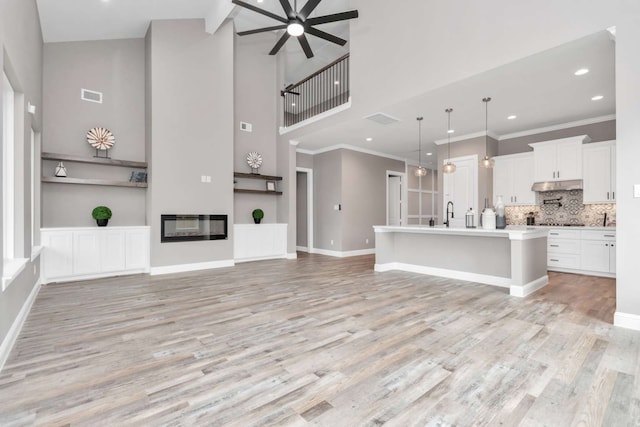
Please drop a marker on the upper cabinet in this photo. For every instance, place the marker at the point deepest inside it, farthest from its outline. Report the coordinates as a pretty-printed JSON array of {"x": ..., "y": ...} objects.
[
  {"x": 599, "y": 171},
  {"x": 558, "y": 160},
  {"x": 512, "y": 179}
]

EXERCISE AIM → Reproduce the listing above with each occurrence of "marker" swapped for "pin" and everything else kept the same. Leave the picture out.

TASK OUTPUT →
Please drop a pin on the upper cabinet in this photo. For every instance, place the pin at the point deepest inside it, farthest from its outline. Report the coordinates as a pretty-printed JSON array of {"x": ..., "y": ...} objects.
[
  {"x": 599, "y": 171},
  {"x": 558, "y": 160},
  {"x": 512, "y": 179}
]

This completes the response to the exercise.